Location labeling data
%%

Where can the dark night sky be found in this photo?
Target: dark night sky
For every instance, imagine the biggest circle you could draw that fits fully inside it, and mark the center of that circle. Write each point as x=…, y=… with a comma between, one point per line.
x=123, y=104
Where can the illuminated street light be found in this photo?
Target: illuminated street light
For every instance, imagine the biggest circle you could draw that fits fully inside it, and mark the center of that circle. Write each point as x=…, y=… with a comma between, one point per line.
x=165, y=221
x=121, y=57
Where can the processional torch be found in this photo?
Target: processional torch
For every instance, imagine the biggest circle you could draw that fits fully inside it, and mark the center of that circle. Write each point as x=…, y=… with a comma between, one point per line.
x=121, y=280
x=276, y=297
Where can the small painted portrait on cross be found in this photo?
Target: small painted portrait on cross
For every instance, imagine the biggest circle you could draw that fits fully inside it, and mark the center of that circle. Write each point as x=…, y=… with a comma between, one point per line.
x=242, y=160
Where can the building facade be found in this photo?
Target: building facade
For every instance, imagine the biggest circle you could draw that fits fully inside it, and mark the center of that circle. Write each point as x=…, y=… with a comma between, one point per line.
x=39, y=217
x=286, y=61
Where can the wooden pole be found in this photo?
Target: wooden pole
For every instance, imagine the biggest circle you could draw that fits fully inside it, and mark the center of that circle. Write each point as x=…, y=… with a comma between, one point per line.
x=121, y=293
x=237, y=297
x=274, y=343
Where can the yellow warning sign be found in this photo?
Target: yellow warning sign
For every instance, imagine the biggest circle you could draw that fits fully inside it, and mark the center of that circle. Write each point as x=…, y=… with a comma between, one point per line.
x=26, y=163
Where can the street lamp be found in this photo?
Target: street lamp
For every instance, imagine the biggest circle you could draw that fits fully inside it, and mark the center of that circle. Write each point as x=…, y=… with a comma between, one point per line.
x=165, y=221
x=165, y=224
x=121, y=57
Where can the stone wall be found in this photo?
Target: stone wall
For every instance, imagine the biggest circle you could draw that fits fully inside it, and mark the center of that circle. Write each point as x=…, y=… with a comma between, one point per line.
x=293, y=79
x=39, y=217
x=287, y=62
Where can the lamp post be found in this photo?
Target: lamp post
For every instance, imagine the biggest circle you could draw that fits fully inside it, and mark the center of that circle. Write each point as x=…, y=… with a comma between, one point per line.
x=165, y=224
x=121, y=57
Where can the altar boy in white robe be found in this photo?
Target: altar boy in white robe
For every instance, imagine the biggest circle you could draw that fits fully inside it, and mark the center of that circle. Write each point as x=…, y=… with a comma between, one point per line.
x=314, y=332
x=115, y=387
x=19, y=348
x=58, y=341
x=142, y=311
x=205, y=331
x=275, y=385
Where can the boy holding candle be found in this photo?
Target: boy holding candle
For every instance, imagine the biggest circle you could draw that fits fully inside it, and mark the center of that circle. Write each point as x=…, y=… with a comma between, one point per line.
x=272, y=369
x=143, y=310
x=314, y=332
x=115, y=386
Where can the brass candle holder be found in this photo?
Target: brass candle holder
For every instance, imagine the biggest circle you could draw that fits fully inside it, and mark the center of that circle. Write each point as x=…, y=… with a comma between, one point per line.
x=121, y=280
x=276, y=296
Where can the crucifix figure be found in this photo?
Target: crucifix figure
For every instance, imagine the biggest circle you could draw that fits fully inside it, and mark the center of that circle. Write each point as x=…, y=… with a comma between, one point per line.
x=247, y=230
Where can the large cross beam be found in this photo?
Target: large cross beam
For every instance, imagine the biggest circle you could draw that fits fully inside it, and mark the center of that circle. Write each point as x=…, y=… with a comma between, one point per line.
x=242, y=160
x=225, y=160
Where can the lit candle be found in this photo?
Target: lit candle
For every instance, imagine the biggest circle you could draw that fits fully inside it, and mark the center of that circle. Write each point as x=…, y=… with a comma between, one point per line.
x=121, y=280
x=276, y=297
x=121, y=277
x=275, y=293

%%

• [Exercise task]:
Replace "lit candle" with "burning candle" in everything from the line containing "Where can the large" down to the end of the data. Return only those lines, with everything else left unchanged.

• [Result]:
Where can the large cross beam be found in this photo?
Target: large cross beam
For every instance, imagine the biggest circle you could draw that fits fully inside it, and mark the center of that circle. Write each point as x=…, y=… with a comma between, one point per line.
x=242, y=160
x=225, y=160
Where can the burning candle be found in this photo?
Target: burning candle
For every instance, imagine the biggest circle you could draw that fits fully inside it, and mark the center of that circle. Write each point as x=…, y=… with a comma between, one point per line.
x=121, y=280
x=276, y=297
x=121, y=277
x=275, y=293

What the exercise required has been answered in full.